── Given records ──

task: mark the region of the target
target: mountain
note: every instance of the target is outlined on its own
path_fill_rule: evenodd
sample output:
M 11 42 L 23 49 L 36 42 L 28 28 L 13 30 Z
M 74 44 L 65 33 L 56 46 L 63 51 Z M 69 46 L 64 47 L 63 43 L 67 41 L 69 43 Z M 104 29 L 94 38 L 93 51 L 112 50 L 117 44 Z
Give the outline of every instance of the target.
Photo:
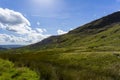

───

• Set problem
Rewrite the lines of the items above with "mountain" replaced by "hill" and everything else unchanged. Leave out the pictures.

• Expected output
task: mark the region of the target
target: hill
note: every instance of the target is outlined on its own
path_fill_rule: evenodd
sample output:
M 11 42 L 23 49 L 36 42 L 28 28 L 13 30 Z
M 74 44 L 65 33 L 56 46 L 63 51 Z M 69 46 L 64 47 L 63 43 L 67 41 L 69 43 Z M 104 29 L 94 38 L 93 51 L 112 50 L 117 44 Z
Give the outline of every instance of the target.
Photo:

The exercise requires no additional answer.